(Beginning of Entries provided)
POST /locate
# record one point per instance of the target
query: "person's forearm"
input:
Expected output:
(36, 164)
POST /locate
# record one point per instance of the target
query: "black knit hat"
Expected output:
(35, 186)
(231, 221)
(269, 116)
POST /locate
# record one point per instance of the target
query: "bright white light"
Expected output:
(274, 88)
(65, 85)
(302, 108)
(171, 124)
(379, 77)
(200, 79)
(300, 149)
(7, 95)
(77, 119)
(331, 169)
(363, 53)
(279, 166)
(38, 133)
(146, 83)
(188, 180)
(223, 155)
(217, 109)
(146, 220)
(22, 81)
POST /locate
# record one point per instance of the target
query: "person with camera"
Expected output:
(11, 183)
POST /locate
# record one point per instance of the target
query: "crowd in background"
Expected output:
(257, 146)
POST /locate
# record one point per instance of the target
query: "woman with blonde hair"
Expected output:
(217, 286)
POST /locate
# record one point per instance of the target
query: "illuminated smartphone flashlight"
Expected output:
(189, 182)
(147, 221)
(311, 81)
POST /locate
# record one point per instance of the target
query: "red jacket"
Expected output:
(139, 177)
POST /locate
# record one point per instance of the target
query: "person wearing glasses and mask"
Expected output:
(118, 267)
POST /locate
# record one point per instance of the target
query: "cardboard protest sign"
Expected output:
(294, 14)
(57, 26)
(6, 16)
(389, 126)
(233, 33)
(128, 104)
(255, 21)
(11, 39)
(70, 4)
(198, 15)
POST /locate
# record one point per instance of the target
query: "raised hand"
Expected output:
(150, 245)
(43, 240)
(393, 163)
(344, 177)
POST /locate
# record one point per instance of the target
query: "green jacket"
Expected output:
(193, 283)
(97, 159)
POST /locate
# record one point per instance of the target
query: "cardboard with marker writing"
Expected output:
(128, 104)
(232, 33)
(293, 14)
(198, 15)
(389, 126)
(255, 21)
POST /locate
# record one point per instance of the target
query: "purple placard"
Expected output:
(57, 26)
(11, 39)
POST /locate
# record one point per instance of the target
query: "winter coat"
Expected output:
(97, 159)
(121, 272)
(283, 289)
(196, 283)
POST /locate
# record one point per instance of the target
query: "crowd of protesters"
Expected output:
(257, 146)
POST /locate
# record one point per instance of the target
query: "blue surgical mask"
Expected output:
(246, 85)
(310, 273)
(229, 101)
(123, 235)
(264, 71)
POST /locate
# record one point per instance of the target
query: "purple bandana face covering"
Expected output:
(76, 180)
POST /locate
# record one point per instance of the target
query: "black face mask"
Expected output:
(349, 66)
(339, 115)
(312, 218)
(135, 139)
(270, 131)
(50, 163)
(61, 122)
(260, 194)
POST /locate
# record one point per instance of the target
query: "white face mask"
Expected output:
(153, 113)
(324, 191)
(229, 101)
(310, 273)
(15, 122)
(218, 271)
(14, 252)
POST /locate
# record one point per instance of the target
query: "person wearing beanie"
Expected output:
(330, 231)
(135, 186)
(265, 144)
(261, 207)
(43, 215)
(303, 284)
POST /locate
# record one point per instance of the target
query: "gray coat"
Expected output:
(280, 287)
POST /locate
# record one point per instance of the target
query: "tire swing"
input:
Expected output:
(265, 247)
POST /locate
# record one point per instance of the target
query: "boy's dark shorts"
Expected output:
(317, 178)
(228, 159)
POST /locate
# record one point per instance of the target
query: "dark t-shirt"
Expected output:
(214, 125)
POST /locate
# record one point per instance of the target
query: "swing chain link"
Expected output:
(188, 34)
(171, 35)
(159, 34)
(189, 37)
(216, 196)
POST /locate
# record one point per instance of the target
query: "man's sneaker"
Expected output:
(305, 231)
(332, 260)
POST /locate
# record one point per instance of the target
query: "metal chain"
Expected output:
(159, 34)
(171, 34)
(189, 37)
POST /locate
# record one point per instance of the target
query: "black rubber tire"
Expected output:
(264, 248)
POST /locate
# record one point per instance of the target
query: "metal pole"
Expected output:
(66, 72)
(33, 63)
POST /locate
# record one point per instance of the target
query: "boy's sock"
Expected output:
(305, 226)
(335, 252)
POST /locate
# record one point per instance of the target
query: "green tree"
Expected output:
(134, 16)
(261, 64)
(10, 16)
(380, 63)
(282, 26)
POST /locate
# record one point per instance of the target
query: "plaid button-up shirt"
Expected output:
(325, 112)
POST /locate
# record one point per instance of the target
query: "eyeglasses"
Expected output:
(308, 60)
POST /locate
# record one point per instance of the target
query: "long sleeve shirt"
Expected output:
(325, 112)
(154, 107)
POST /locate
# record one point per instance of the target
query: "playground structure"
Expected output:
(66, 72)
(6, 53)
(End of Entries provided)
(Beginning of Entries provided)
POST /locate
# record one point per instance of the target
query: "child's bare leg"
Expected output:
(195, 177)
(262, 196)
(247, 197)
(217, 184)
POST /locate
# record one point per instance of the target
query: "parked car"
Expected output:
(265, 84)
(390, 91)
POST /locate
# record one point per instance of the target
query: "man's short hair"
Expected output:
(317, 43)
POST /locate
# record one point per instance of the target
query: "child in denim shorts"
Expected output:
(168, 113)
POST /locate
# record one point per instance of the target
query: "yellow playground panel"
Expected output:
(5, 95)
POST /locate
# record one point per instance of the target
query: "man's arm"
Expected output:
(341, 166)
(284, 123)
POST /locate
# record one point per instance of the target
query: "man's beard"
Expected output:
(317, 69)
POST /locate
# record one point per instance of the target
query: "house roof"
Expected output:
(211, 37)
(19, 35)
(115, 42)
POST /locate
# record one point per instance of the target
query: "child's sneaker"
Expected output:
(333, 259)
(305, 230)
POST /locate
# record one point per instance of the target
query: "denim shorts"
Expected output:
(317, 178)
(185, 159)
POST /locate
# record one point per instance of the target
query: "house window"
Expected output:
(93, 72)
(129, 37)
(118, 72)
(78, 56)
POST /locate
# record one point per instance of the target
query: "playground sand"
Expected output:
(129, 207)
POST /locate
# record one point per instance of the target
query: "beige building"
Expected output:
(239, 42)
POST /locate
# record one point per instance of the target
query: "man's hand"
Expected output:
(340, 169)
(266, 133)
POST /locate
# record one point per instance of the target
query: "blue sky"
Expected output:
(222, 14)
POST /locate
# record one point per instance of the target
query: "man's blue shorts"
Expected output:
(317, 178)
(End of Entries provided)
- _Task goal_:
Check each line of the records above for the string "sneaker", and report every line that has it.

- _Task response_:
query: "man's sneaker"
query: "child's sneaker"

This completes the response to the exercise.